_Excerpted text_.
+++

This is a level associated to potentially anti-social behaviors favored by men.

According to this theory, men are thus higher than women on the developmental scale.

But we are still left with this elusive 5th level, during which an individual may shed the necessity for a strict set of values and make their own set, understand that values are rules that can bend and may be shed when necessary.

We will return to this point.

The most important idea here, was simply to show that the hierarchy of morals was connected to the hierarchy of genders. Usually, these hierarchies and positions within them tend to stay relatively fixed, but the system seems to have built within it the possibility for movement.

So far, we have mostly been talking about normative representations. But what of non-normative representations? Although rare, they do exist and allow for beautiful paradoxes in the system to be highlighted.

Marginality in general is often portrayed in conjunction with rebellion against the mass, and thus with often alternative sets of morals.

Marginal, non-normative individuals tend to be ambiguous in nature. After all, normativity is simply another word for intelligible. The more intelligible a concept is, the more likely it is to become normative. If it does not become normative, it becomes a stereotype, and can thereafter be reinterpreted and owned by the group it targets (take for example the term “Queer”), but nonetheless, it is part of our stated reality. It is normative NOT to be the villified intelligible sides of reality.

On another note, usually, what is intelligible but villified is often erased from public exposure. Invisibilisation is one way that the normative mass may enforce a certain way of being, highlighting once again the importance of intelligibility.

+++

_Brief 1_. Rewrite the passage of the excerpt on moral and gender hierarchies starting at "This is a level" and ending at "possibility for movement.", with "elusive" replaced by "puzzling".

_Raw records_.
+++

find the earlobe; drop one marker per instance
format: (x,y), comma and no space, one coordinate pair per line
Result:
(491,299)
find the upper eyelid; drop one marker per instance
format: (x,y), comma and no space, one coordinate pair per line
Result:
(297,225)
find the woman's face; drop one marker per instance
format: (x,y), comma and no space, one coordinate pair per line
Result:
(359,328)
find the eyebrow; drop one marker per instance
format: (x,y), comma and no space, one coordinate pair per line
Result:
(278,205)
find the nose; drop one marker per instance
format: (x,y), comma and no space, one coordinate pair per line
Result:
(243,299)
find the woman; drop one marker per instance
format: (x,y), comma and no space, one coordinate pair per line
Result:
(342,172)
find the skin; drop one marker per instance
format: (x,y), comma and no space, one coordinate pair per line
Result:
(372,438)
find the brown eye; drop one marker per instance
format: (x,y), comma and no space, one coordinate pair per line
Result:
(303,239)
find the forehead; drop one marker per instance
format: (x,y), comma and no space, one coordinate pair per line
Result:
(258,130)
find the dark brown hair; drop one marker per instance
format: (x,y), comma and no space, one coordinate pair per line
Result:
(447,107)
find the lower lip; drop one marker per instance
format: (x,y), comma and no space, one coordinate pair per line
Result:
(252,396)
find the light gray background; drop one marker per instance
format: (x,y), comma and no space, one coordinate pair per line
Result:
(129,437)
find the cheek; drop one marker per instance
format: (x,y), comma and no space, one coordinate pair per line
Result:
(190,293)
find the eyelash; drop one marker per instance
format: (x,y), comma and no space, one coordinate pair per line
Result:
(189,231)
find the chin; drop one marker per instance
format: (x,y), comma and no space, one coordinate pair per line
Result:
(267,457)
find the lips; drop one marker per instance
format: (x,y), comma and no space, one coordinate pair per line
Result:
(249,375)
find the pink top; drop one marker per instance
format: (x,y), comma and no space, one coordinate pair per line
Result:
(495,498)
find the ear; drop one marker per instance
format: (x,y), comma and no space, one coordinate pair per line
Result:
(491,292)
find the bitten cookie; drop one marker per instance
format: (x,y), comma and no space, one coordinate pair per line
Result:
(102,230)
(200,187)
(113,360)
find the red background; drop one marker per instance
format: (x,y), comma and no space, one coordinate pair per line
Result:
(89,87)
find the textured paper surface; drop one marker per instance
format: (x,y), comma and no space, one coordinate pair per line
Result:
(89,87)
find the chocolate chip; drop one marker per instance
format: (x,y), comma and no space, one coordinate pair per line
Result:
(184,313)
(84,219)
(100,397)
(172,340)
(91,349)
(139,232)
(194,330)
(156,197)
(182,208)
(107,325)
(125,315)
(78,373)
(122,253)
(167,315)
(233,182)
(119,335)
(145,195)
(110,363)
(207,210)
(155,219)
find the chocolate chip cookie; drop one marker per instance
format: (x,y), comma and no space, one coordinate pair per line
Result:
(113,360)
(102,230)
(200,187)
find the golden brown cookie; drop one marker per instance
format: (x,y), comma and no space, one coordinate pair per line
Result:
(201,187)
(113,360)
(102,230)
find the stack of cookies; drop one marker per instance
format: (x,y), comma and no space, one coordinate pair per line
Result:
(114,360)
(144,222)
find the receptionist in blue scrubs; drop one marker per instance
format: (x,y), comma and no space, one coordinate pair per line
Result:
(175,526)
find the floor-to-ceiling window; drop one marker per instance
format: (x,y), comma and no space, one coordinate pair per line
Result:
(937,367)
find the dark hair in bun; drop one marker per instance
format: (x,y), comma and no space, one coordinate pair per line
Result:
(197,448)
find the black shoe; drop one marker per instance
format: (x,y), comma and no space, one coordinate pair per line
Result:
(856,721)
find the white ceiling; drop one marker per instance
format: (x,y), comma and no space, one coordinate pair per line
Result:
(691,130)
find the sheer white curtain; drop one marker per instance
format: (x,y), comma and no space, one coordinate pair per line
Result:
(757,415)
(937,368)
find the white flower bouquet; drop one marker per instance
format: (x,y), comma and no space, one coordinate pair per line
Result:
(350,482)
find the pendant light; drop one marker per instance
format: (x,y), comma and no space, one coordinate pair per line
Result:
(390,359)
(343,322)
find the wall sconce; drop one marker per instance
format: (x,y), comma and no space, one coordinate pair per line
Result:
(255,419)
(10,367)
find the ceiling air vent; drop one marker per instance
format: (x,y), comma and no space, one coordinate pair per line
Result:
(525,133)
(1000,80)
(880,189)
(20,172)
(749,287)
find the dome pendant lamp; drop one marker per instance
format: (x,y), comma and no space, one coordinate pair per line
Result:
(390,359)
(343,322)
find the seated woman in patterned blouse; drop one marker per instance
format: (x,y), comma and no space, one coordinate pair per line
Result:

+++

_Brief 2_. Present the lines of the records as a numbered list, omitting blank lines, starting at the line that contains "find the sheer" and ending at the final line of the records.

_Exercise answer 1_.
This is a level associated to potentially anti-social behaviors favored by men.

According to this theory, men are thus higher than women on the developmental scale.

But we are still left with this puzzling 5th level, during which an individual may shed the necessity for a strict set of values and make their own set, understand that values are rules that can bend and may be shed when necessary.

We will return to this point.

The most important idea here, was simply to show that the hierarchy of morals was connected to the hierarchy of genders. Usually, these hierarchies and positions within them tend to stay relatively fixed, but the system seems to have built within it the possibility for movement.

_Exercise answer 2_.
1. find the sheer white curtain; drop one marker per instance
2. format: (x,y), comma and no space, one coordinate pair per line
3. Result:
4. (757,415)
5. (937,368)
6. find the white flower bouquet; drop one marker per instance
7. format: (x,y), comma and no space, one coordinate pair per line
8. Result:
9. (350,482)
10. find the pendant light; drop one marker per instance
11. format: (x,y), comma and no space, one coordinate pair per line
12. Result:
13. (390,359)
14. (343,322)
15. find the wall sconce; drop one marker per instance
16. format: (x,y), comma and no space, one coordinate pair per line
17. Result:
18. (255,419)
19. (10,367)
20. find the ceiling air vent; drop one marker per instance
21. format: (x,y), comma and no space, one coordinate pair per line
22. Result:
23. (525,133)
24. (1000,80)
25. (880,189)
26. (20,172)
27. (749,287)
28. find the dome pendant lamp; drop one marker per instance
29. format: (x,y), comma and no space, one coordinate pair per line
30. Result:
31. (390,359)
32. (343,322)
33. find the seated woman in patterned blouse; drop one marker per instance
34. format: (x,y), comma and no space, one coordinate pair per line
35. Result:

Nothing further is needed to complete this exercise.